_Direction a_: Please gather every line of the rows below that contains the string "swimming", with case counting.

Where he belongs

Meier’s path to WR starts with frustration, ends in glory

Kansas receiver Kerry Meier takes off after a reception past Kansas State linebacker Alex Hrebec during the second quarter Saturday, Nov. 1, 2008 at Memorial Stadium.

Finding his niche

After Todd Reesing earned the starting QB job in 2007, Meier resurrected his collegiate career as a WR:

Year: 2007

Receptions: 26

Yards: 274

TD’s: 2

Year: 2008

Receptions: 87

Yards: 932

TD’s: 7

Good ol’ days

Kerry Meier began his career at Kansas as a quarterback:

Year: 2006

Games: 8

Attempts-Completions: 184-104

Yards: 1,193

TD’s: 13 (5 additional rushing)

INT’s: 10

Even now, even after the accolades and the Sports Illustrated cover and the unlikely emergence as one of the Big 12’s top receivers, Kerry Meier’s mind sometimes drifts to a single pass thrown 17 months ago.

_Input data_:

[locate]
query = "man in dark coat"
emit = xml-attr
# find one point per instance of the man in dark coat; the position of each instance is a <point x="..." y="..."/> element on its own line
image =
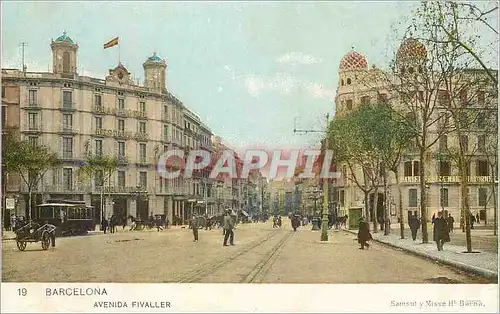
<point x="414" y="225"/>
<point x="194" y="224"/>
<point x="364" y="234"/>
<point x="228" y="228"/>
<point x="441" y="234"/>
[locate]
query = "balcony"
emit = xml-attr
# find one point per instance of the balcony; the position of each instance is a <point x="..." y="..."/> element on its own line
<point x="32" y="128"/>
<point x="121" y="160"/>
<point x="68" y="129"/>
<point x="33" y="105"/>
<point x="67" y="106"/>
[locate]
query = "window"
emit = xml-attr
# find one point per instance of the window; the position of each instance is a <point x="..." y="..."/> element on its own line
<point x="443" y="97"/>
<point x="480" y="97"/>
<point x="121" y="125"/>
<point x="68" y="178"/>
<point x="142" y="127"/>
<point x="407" y="169"/>
<point x="481" y="142"/>
<point x="67" y="99"/>
<point x="98" y="147"/>
<point x="142" y="152"/>
<point x="165" y="132"/>
<point x="464" y="140"/>
<point x="482" y="196"/>
<point x="443" y="143"/>
<point x="33" y="140"/>
<point x="349" y="104"/>
<point x="482" y="168"/>
<point x="444" y="168"/>
<point x="33" y="121"/>
<point x="98" y="123"/>
<point x="67" y="147"/>
<point x="421" y="96"/>
<point x="97" y="101"/>
<point x="481" y="120"/>
<point x="412" y="198"/>
<point x="463" y="97"/>
<point x="444" y="197"/>
<point x="382" y="98"/>
<point x="121" y="149"/>
<point x="416" y="168"/>
<point x="365" y="100"/>
<point x="121" y="103"/>
<point x="32" y="97"/>
<point x="67" y="121"/>
<point x="99" y="178"/>
<point x="121" y="178"/>
<point x="143" y="179"/>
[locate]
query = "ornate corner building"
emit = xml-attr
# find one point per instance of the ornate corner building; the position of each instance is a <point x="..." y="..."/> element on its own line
<point x="77" y="115"/>
<point x="361" y="84"/>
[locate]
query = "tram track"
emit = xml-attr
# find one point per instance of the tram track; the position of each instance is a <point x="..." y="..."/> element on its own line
<point x="256" y="272"/>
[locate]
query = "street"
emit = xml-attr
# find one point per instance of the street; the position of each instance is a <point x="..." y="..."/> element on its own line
<point x="261" y="255"/>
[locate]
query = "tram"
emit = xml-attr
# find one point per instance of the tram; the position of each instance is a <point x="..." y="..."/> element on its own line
<point x="70" y="217"/>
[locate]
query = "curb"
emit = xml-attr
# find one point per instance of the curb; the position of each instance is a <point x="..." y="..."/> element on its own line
<point x="486" y="273"/>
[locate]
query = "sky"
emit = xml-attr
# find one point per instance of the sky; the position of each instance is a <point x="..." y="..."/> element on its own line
<point x="251" y="71"/>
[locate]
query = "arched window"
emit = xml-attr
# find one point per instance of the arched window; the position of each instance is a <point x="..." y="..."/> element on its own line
<point x="66" y="59"/>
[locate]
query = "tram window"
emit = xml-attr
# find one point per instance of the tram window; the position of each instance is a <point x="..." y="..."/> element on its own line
<point x="46" y="212"/>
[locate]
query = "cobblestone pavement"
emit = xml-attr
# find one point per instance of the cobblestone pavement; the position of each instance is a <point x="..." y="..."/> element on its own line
<point x="261" y="254"/>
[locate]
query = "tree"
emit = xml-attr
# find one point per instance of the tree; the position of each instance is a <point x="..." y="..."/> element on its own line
<point x="100" y="168"/>
<point x="454" y="53"/>
<point x="30" y="161"/>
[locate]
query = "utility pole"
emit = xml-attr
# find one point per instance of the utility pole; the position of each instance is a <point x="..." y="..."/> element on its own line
<point x="324" y="220"/>
<point x="23" y="44"/>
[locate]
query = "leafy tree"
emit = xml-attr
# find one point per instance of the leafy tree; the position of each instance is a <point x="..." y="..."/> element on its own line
<point x="31" y="162"/>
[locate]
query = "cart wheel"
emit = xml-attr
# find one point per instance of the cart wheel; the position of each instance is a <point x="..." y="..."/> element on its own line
<point x="21" y="245"/>
<point x="45" y="241"/>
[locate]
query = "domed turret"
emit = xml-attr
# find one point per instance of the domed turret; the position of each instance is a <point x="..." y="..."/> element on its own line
<point x="353" y="61"/>
<point x="64" y="55"/>
<point x="155" y="73"/>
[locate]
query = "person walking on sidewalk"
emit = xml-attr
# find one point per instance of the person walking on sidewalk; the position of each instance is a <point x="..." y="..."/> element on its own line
<point x="364" y="234"/>
<point x="450" y="221"/>
<point x="228" y="228"/>
<point x="195" y="226"/>
<point x="414" y="225"/>
<point x="441" y="234"/>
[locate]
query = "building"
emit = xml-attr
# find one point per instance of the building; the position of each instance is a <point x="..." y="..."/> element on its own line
<point x="78" y="116"/>
<point x="360" y="84"/>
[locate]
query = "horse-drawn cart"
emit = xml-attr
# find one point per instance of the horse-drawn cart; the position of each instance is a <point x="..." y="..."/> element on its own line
<point x="33" y="232"/>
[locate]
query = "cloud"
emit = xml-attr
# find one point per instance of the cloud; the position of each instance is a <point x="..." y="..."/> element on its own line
<point x="297" y="58"/>
<point x="284" y="84"/>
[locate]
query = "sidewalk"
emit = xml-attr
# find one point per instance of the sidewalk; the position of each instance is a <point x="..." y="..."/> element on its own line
<point x="482" y="263"/>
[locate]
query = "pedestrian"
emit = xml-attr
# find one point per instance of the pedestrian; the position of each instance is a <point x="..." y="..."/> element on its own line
<point x="104" y="225"/>
<point x="472" y="221"/>
<point x="414" y="225"/>
<point x="195" y="226"/>
<point x="364" y="234"/>
<point x="441" y="234"/>
<point x="228" y="228"/>
<point x="450" y="221"/>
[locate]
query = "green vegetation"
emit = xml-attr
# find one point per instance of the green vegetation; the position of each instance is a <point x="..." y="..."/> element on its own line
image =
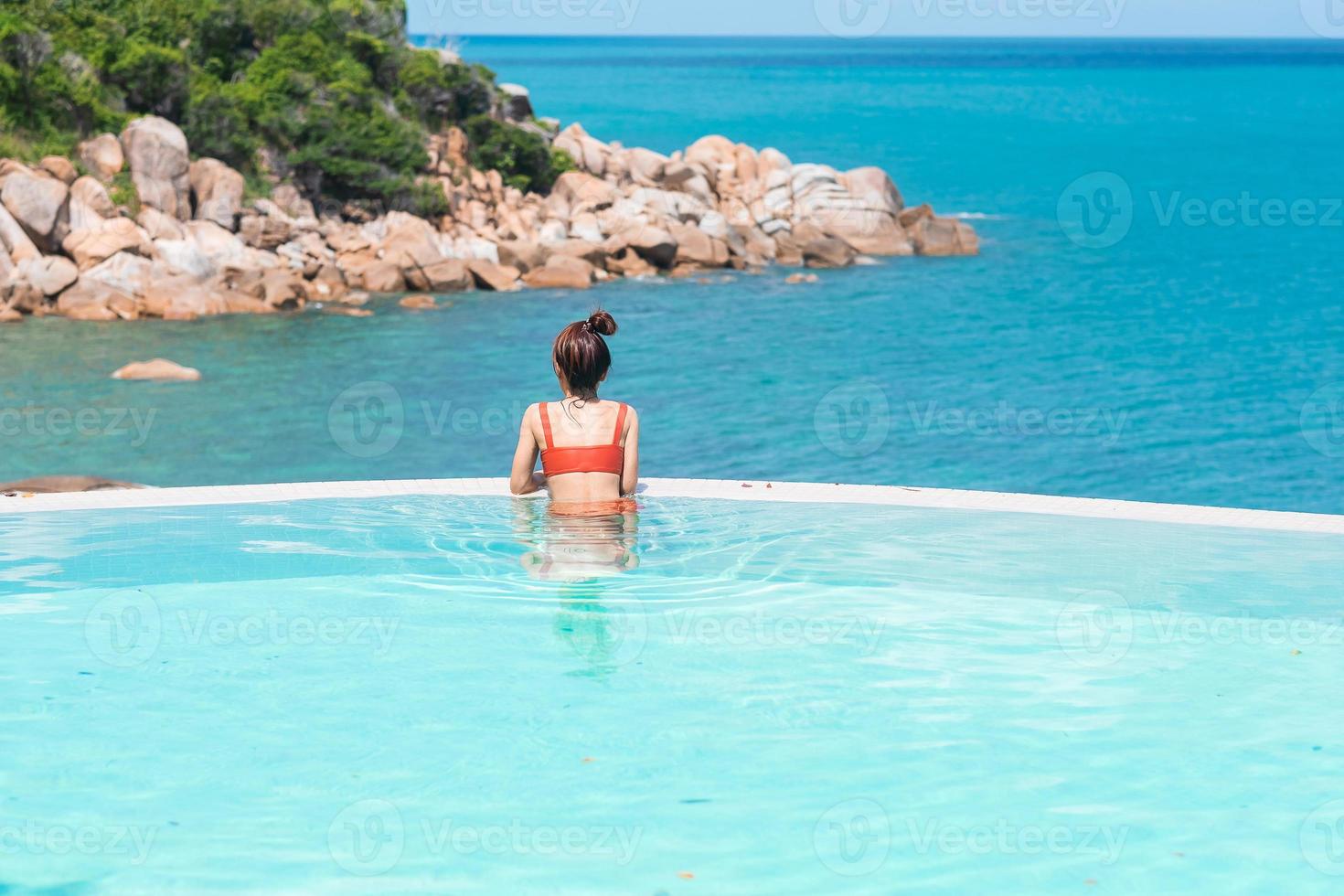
<point x="523" y="157"/>
<point x="325" y="93"/>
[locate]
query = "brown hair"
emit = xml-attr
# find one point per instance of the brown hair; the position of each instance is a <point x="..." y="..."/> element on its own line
<point x="581" y="354"/>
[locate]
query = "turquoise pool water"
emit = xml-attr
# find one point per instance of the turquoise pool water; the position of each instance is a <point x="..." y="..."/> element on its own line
<point x="468" y="695"/>
<point x="1186" y="363"/>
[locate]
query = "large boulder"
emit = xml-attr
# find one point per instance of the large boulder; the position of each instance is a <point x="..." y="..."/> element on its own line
<point x="446" y="275"/>
<point x="59" y="168"/>
<point x="89" y="205"/>
<point x="646" y="166"/>
<point x="93" y="300"/>
<point x="500" y="278"/>
<point x="160" y="226"/>
<point x="875" y="189"/>
<point x="583" y="192"/>
<point x="411" y="243"/>
<point x="589" y="251"/>
<point x="811" y="246"/>
<point x="156" y="151"/>
<point x="652" y="243"/>
<point x="517" y="102"/>
<point x="15" y="240"/>
<point x="694" y="246"/>
<point x="379" y="277"/>
<point x="933" y="235"/>
<point x="714" y="152"/>
<point x="48" y="274"/>
<point x="102" y="156"/>
<point x="589" y="154"/>
<point x="106" y="238"/>
<point x="219" y="246"/>
<point x="123" y="272"/>
<point x="218" y="191"/>
<point x="560" y="272"/>
<point x="522" y="254"/>
<point x="263" y="231"/>
<point x="180" y="298"/>
<point x="39" y="203"/>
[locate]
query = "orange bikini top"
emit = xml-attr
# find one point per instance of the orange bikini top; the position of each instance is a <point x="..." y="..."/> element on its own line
<point x="591" y="458"/>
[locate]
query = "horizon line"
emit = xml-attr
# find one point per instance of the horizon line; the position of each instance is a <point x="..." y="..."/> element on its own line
<point x="880" y="37"/>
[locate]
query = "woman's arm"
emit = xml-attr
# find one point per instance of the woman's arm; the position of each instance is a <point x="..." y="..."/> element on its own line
<point x="631" y="472"/>
<point x="523" y="480"/>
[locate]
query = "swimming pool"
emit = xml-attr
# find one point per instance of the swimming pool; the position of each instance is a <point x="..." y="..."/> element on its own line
<point x="461" y="693"/>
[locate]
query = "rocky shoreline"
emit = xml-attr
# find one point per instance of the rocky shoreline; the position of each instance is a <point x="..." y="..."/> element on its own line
<point x="186" y="240"/>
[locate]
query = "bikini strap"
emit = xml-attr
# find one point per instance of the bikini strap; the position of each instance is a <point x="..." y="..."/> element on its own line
<point x="546" y="425"/>
<point x="620" y="423"/>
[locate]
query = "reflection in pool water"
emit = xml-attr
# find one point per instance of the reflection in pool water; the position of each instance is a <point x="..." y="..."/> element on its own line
<point x="580" y="546"/>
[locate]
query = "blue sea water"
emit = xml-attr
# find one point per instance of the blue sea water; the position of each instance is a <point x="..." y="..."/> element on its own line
<point x="472" y="695"/>
<point x="1163" y="357"/>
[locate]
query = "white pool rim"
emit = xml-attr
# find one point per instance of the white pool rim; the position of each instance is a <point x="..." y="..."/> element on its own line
<point x="723" y="489"/>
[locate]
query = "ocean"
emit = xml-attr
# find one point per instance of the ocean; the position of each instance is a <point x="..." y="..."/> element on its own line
<point x="1156" y="314"/>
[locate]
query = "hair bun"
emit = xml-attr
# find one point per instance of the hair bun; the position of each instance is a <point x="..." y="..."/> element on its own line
<point x="603" y="323"/>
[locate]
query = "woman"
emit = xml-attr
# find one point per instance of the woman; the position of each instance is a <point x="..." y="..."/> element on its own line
<point x="589" y="446"/>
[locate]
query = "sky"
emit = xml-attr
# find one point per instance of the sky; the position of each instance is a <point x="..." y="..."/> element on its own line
<point x="883" y="17"/>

_Direction b_: Write what comes next in the Kerry Meier article above, starting after its final sentence.

_Written response a_:
query = "swimming pool"
# find one point per instance of the swimming pool; the position of each instance is a <point x="..." y="..."/> element on its own line

_Written response b_:
It was a Saturday morning in August, one of the final days of preseason practice leading up to the Kansas University football team’s 2007 season, and Meier was locked in a quarterback battle with then-sophomore Todd Reesing. The particulars of this practice haven’t faded over time. As it went, Meier was leading a drive downfield during a scrimmage, a receiver broke free, and there, in that moment, was an opportunity to complete a touchdown pass while providing coaches one more reason why he was the right choice to lead Kansas.

He had made hundreds of passes like it in his career. As a high school quarterback at Pittsburg High, and as a red-shirt freshman quarterback for the Jayhawks the previous season. But on this day, as he sent a pass spiraling through the morning air toward an outstretched receiver, it didn’t go where it was supposed to, flying just out of the reach of his finger tips.

Overthrown. A missed opportunity.

A year and a half later, Meier still thinks about that pass. Maybe, he admits, it had nothing to do with how things ended up, with his subsequent demotion as the starting quarterback of the Kansas Jayhawks and unlikely rebirth as something else altogether.

But maybe it did.

Either way, it represents as good a place as any to begin Meier’s story, one in which disappointment and frustration gave way to opportunity, and he realized, for maybe the first time, that success — the only real entity he’d known since childhood — was not necessarily a given.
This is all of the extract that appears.